• **元の文書**
-----

検索パートナーネットワークの詐欺的な挙動
2024年に入ってから Google の検索パートナーネットワークで起こっている詐欺的な挙動が話題になっている。
典型的な事象は以下のようなものだ。
- キャンペーンレベルで妙に検索の配信量が増えている
- クリック率が上がっているし、連動して平均CPCも下がっている(=広告の実績としてはよい傾向に見える)
- 配信量が増えているので日別予算に到達・超える日が増え、予算によるインプレッションシェア損失率が上昇
- しかし理由がよくわからない(広告文やキーワードなどは変えていないし…)
- 「分割」>「ネットワーク」で見てみると、検索パートナーだけが肥大していることに気づく
- 検索パートナーのみ明らかに多すぎる表示回数、異常なほど高いクリック率になっている
Search Engine Roundtable にもあるように、世界的に問題になっている
業種や設定によって振れ幅が大きいので一概には言えないが、これまでの Google 検索キャンペーンでは「Google検索:検索パートナー」の比率は大きくても「9:1」くらいが相場だった。運用者の多くは「検索パートナーはオマケ」程度の認識だったのではないだろうか。
オマケなので内訳がわからなくても大きな問題にはならない。そういう扱いだった検索パートナーが2024年に入って突然、暴力的なまでに肥大して、予算を逼迫する事例が増えてきた。
パートナーのクリック率だけが極端に高いので、これがまともな挙動ではないことは明らかだ。
一方で、自動化が進んでいる昨今では、スプレッドシートに反映されるキャンペーンレベルのレポートや、プラットフォームや配信種別ごとに表示しているダッシュボードで確認することが多い。これらは数字の内訳は出さずに丸めて表示することが一般的なので、ただ眺めているだけでは気づきにくい(「最近クリック率上がってますね!」程度の認識が多い気がする)。

-----

• **短い課題 A**
元の文書によると、これまでの Google 検索キャンペーンで「Google検索:検索パートナー」の比率は、大きくてもどのくらいが相場だったか。
• **短い課題 B**
元の文書の「- 配信量が増えているので日」から「程度の認識が多い気がする)。」までの範囲を、「オマケ」を「付録」に差し替えて書き直せ。

• **提供データ**
-----

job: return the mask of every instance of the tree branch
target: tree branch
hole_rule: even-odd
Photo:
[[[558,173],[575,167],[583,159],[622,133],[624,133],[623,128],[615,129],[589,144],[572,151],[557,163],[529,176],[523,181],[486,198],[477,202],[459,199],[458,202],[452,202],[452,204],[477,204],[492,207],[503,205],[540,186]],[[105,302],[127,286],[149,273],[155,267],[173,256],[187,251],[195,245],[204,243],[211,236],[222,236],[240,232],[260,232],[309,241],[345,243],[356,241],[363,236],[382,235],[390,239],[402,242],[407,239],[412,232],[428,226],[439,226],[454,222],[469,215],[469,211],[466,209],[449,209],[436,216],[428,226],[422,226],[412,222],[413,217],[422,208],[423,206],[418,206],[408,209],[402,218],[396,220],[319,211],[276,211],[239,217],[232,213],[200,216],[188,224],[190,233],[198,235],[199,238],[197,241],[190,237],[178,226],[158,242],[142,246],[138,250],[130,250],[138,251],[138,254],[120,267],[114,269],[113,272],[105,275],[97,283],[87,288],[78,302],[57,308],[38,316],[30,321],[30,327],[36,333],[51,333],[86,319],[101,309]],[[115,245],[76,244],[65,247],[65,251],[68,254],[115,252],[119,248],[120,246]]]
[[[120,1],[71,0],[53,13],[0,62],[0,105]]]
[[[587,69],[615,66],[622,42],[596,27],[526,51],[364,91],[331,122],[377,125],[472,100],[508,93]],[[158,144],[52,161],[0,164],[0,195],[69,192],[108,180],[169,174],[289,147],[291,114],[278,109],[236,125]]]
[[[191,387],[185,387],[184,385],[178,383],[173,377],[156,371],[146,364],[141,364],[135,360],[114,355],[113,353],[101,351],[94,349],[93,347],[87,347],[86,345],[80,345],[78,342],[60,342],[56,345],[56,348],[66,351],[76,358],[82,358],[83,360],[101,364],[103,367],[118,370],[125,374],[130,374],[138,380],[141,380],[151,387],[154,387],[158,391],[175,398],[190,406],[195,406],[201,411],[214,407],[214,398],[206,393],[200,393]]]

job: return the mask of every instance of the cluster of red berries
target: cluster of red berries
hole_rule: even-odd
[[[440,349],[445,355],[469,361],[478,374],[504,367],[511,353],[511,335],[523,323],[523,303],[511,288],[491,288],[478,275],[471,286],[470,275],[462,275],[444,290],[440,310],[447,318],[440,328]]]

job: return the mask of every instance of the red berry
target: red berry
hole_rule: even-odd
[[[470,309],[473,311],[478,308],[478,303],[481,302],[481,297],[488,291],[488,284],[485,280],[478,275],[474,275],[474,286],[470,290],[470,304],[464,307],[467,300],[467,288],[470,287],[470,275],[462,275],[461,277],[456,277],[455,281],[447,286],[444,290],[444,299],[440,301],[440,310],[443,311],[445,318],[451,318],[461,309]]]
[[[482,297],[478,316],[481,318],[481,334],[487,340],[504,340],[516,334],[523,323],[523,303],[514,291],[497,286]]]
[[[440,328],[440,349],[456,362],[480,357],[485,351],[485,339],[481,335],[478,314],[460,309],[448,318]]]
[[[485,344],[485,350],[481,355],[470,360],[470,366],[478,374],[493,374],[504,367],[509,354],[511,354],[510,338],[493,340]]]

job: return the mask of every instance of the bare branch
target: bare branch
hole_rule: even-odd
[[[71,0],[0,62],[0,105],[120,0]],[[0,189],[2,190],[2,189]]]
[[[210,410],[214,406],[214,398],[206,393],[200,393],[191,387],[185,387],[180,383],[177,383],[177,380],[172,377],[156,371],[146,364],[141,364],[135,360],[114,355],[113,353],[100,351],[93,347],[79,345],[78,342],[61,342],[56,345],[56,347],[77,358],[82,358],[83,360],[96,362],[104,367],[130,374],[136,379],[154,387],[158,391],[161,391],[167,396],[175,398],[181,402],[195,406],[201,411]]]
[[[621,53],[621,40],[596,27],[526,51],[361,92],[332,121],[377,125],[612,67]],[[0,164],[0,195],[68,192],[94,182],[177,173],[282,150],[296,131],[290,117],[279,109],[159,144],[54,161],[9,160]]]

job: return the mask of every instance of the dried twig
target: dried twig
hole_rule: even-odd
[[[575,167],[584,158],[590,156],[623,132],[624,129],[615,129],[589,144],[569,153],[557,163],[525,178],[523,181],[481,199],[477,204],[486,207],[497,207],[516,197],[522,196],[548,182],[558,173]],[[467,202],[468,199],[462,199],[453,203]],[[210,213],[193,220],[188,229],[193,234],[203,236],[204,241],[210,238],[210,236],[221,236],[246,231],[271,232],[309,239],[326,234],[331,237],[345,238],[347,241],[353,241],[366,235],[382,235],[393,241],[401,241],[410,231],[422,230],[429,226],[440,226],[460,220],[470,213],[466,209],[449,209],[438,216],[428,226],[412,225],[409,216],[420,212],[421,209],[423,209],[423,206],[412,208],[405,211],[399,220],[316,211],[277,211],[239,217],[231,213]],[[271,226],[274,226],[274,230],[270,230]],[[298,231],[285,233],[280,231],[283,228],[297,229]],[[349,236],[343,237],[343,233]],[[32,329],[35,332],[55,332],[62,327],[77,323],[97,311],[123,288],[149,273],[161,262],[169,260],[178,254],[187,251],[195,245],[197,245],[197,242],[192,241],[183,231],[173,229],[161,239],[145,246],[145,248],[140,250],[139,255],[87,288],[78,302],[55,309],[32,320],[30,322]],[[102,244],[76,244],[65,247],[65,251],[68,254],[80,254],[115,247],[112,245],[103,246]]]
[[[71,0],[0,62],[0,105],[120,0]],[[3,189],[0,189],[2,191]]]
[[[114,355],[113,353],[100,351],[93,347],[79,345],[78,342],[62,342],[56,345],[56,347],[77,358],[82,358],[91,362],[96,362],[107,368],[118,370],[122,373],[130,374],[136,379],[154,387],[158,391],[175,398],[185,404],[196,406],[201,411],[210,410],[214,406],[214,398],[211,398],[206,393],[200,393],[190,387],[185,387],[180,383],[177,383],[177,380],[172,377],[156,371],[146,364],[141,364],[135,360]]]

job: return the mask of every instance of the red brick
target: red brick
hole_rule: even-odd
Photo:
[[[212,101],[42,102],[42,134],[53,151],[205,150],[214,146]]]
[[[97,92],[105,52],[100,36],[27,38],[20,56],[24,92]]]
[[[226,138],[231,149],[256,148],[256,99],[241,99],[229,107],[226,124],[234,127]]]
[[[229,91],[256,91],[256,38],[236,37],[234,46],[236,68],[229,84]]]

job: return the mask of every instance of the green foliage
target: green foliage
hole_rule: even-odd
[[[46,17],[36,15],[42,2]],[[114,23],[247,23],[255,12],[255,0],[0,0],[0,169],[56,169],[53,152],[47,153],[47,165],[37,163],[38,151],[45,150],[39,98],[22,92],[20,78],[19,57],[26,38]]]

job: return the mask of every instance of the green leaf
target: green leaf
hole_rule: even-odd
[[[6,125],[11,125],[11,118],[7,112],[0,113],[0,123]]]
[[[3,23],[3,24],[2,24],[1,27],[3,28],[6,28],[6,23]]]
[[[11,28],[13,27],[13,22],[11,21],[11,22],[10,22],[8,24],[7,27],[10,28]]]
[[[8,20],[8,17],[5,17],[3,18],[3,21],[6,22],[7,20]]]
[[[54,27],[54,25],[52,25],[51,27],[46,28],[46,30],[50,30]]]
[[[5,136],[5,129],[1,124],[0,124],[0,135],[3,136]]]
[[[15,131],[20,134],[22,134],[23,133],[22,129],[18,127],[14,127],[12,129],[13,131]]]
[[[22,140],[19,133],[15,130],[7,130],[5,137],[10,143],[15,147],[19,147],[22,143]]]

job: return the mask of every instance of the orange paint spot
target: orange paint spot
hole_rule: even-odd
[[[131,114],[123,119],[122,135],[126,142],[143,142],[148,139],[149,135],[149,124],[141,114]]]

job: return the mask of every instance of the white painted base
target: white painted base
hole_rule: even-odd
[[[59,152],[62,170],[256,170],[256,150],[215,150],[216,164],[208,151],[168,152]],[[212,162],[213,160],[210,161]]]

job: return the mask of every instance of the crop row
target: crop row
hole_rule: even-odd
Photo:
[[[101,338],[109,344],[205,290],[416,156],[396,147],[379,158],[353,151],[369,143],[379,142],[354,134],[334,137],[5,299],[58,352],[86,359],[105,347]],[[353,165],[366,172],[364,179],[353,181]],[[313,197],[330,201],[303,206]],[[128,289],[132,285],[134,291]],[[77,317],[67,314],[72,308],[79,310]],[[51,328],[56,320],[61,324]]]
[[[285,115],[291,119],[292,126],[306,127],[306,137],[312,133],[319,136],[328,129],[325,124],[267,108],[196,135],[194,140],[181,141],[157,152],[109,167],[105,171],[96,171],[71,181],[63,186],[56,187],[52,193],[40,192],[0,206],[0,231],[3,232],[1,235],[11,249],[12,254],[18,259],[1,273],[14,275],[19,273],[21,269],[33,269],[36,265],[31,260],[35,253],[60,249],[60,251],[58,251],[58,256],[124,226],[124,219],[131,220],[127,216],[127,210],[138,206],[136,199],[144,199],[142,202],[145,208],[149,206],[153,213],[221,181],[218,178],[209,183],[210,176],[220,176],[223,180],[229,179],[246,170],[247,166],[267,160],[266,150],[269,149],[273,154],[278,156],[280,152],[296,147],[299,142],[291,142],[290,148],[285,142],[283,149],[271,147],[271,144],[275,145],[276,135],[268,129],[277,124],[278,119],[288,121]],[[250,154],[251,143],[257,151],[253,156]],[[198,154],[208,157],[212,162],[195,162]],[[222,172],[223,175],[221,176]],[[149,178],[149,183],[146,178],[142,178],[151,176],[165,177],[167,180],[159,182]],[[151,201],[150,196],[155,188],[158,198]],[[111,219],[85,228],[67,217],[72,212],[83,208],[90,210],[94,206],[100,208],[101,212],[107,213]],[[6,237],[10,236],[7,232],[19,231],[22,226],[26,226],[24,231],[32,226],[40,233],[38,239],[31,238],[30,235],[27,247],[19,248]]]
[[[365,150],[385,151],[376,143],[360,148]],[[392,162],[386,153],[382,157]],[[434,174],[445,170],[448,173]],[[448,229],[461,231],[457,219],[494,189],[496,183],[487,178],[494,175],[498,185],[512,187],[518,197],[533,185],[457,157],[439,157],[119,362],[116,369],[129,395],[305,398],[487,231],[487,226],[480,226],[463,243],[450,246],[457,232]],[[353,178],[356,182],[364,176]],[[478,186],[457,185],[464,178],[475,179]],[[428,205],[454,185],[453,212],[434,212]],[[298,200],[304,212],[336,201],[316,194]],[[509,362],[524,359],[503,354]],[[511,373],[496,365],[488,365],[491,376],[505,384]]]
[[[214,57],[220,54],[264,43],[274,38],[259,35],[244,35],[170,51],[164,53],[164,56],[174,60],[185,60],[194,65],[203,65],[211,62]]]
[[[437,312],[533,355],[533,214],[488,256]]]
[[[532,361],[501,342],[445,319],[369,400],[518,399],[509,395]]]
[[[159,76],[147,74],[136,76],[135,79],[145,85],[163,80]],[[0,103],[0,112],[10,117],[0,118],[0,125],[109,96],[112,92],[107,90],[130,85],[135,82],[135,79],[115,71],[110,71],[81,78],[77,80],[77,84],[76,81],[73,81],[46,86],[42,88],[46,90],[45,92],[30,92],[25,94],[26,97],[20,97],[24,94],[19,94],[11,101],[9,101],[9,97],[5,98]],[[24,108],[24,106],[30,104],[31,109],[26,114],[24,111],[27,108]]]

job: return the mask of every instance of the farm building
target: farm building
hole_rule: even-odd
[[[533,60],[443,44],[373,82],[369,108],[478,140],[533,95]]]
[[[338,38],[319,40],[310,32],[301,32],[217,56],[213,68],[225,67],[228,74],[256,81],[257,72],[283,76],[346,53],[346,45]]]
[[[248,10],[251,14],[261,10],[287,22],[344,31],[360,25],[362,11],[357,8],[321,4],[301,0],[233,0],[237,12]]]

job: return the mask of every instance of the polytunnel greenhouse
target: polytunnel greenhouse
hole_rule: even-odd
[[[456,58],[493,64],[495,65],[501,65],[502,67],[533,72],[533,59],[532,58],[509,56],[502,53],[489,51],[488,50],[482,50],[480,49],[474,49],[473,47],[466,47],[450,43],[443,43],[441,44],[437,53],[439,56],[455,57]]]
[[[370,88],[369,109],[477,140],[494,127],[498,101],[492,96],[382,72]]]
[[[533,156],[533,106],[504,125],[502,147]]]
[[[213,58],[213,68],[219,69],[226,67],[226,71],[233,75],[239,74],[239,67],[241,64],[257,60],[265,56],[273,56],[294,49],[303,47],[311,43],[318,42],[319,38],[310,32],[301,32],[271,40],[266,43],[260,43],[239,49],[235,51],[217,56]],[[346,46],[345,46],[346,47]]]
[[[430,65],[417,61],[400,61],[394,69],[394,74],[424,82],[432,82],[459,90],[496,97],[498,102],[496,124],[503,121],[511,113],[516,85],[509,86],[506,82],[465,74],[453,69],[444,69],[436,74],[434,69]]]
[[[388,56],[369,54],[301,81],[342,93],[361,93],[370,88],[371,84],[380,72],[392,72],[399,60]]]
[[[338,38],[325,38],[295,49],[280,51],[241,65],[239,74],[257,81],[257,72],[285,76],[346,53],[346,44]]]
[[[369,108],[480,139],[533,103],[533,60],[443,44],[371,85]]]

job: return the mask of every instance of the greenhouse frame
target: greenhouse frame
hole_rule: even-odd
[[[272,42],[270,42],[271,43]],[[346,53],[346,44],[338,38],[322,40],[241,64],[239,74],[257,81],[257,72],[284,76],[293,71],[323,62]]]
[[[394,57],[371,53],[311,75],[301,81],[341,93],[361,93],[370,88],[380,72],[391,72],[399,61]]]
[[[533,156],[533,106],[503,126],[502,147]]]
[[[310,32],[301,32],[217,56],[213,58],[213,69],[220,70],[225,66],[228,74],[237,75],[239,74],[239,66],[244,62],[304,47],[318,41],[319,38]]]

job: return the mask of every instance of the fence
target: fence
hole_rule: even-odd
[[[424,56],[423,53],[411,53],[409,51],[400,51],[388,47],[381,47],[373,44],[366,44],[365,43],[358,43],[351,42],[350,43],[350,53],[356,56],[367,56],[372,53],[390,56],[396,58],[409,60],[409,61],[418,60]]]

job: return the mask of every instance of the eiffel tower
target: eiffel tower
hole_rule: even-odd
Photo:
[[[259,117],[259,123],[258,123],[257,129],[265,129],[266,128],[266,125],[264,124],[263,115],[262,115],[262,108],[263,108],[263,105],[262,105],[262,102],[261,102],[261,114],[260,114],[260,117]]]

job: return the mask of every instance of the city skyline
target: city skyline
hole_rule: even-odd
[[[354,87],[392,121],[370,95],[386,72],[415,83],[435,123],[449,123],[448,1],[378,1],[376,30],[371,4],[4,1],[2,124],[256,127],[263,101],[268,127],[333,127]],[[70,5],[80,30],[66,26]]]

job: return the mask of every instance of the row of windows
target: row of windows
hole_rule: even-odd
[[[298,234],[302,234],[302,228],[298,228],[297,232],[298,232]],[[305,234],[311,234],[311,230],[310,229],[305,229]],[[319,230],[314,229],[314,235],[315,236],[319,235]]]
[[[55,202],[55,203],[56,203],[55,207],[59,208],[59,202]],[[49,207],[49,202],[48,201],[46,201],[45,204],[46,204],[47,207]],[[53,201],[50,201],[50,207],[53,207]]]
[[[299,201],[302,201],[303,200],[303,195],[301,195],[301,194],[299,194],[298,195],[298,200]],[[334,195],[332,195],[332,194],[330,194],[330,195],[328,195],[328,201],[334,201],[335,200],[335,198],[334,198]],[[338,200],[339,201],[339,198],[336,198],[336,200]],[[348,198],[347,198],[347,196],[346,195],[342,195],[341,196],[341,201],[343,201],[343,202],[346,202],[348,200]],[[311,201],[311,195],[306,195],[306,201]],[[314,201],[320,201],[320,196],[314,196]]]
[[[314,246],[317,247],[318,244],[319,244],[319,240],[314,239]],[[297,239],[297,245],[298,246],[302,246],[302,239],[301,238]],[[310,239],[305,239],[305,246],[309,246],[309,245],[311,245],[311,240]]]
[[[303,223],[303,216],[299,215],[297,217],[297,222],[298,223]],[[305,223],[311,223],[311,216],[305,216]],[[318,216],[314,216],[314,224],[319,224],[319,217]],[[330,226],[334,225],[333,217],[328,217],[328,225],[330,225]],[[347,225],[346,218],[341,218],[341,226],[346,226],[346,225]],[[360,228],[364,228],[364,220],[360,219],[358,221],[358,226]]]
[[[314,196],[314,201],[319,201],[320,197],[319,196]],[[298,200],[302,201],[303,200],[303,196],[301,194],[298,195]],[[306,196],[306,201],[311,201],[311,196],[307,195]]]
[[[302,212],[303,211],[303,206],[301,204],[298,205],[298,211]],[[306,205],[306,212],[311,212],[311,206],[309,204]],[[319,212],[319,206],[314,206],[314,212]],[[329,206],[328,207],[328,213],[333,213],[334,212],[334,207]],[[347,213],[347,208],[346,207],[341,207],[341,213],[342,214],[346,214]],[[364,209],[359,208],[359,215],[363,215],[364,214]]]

-----

• **正しい結果 A**
「9:1」くらいが相場だった。

• **正しい結果 B**
- 配信量が増えているので日別予算に到達・超える日が増え、予算によるインプレッションシェア損失率が上昇
- しかし理由がよくわからない(広告文やキーワードなどは変えていないし…)
- 「分割」>「ネットワーク」で見てみると、検索パートナーだけが肥大していることに気づく
- 検索パートナーのみ明らかに多すぎる表示回数、異常なほど高いクリック率になっている
Search Engine Roundtable にもあるように、世界的に問題になっている
業種や設定によって振れ幅が大きいので一概には言えないが、これまでの Google 検索キャンペーンでは「Google検索:検索パートナー」の比率は大きくても「9:1」くらいが相場だった。運用者の多くは「検索パートナーは付録」程度の認識だったのではないだろうか。
付録なので内訳がわからなくても大きな問題にはならない。そういう扱いだった検索パートナーが2024年に入って突然、暴力的なまでに肥大して、予算を逼迫する事例が増えてきた。
パートナーのクリック率だけが極端に高いので、これがまともな挙動ではないことは明らかだ。
一方で、自動化が進んでいる昨今では、スプレッドシートに反映されるキャンペーンレベルのレポートや、プラットフォームや配信種別ごとに表示しているダッシュボードで確認することが多い。これらは数字の内訳は出さずに丸めて表示することが一般的なので、ただ眺めているだけでは気づきにくい(「最近クリック率上がってますね!」程度の認識が多い気がする)。